-- EXERCISE OBJECTIVE --
How many lines in the entries below contain the word "wooden"? Case counts. Reply with the number alone.

Image point annotation entries:
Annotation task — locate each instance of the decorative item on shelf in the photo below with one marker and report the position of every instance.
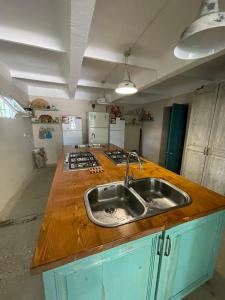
(93, 106)
(144, 115)
(39, 103)
(115, 112)
(45, 119)
(45, 133)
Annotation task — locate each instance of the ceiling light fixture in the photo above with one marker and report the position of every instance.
(126, 87)
(205, 36)
(103, 100)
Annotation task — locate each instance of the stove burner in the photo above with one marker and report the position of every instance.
(80, 160)
(120, 157)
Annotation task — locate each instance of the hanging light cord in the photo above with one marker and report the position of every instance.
(128, 52)
(162, 7)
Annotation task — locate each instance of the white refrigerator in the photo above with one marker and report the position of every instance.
(72, 130)
(98, 127)
(117, 133)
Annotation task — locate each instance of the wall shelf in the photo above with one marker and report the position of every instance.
(42, 123)
(45, 109)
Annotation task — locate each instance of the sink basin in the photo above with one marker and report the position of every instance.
(113, 204)
(160, 194)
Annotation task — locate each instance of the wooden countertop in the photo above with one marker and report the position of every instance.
(67, 233)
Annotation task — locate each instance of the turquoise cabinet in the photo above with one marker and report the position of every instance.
(163, 266)
(189, 256)
(125, 272)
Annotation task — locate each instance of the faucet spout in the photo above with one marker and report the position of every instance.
(127, 177)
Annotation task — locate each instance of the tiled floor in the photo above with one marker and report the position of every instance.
(18, 237)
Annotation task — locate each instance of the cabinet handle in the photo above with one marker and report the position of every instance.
(168, 246)
(160, 245)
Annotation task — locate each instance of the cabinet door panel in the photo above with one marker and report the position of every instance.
(214, 173)
(202, 112)
(201, 118)
(125, 272)
(193, 165)
(192, 258)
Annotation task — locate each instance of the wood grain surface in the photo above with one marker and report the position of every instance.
(67, 233)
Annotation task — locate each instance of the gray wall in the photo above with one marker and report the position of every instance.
(152, 131)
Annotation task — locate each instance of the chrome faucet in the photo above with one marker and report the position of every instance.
(127, 177)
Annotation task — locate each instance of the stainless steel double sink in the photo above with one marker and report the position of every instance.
(114, 204)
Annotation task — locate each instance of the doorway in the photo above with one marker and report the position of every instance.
(173, 136)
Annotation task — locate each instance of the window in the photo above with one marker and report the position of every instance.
(9, 107)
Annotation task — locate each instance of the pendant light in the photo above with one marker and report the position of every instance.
(205, 36)
(126, 87)
(103, 100)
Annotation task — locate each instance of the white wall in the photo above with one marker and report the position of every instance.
(152, 131)
(16, 163)
(74, 108)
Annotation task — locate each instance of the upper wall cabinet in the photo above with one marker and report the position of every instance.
(200, 124)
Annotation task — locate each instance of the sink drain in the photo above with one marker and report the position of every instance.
(110, 210)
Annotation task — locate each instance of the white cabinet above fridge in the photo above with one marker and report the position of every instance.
(98, 127)
(72, 130)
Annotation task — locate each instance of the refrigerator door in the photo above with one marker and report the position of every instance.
(98, 119)
(98, 136)
(117, 138)
(119, 125)
(72, 137)
(71, 123)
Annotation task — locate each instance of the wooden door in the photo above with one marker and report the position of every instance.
(176, 135)
(202, 112)
(214, 174)
(189, 260)
(125, 272)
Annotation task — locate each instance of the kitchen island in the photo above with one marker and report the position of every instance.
(81, 260)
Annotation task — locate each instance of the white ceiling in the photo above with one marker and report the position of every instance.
(66, 48)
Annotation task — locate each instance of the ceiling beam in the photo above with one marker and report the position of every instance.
(118, 58)
(80, 22)
(31, 39)
(38, 77)
(95, 84)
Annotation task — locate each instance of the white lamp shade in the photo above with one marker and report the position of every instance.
(126, 87)
(204, 37)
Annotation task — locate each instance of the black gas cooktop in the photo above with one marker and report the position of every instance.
(119, 157)
(79, 161)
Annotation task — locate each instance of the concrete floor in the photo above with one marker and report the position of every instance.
(19, 235)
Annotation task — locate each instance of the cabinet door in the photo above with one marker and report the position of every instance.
(191, 259)
(214, 173)
(200, 123)
(98, 119)
(125, 272)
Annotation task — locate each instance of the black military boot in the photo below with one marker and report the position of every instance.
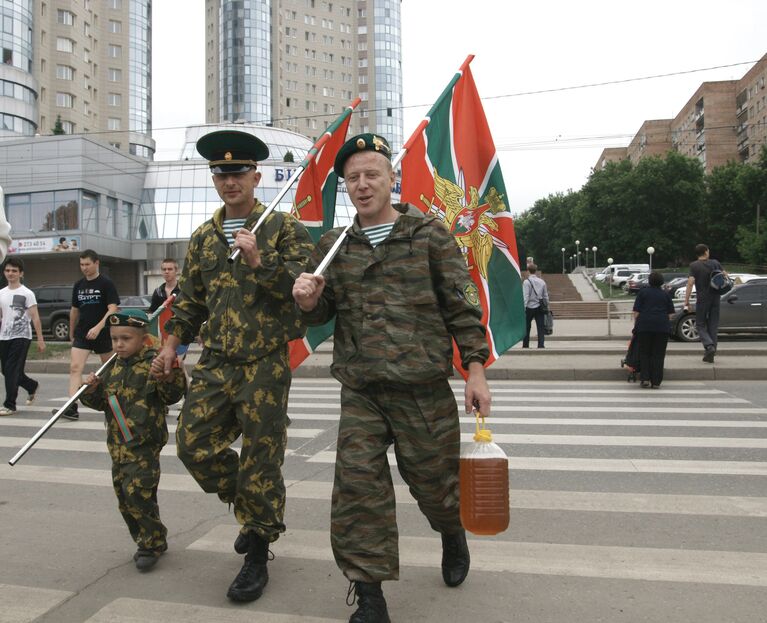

-- TASK RESPONSE --
2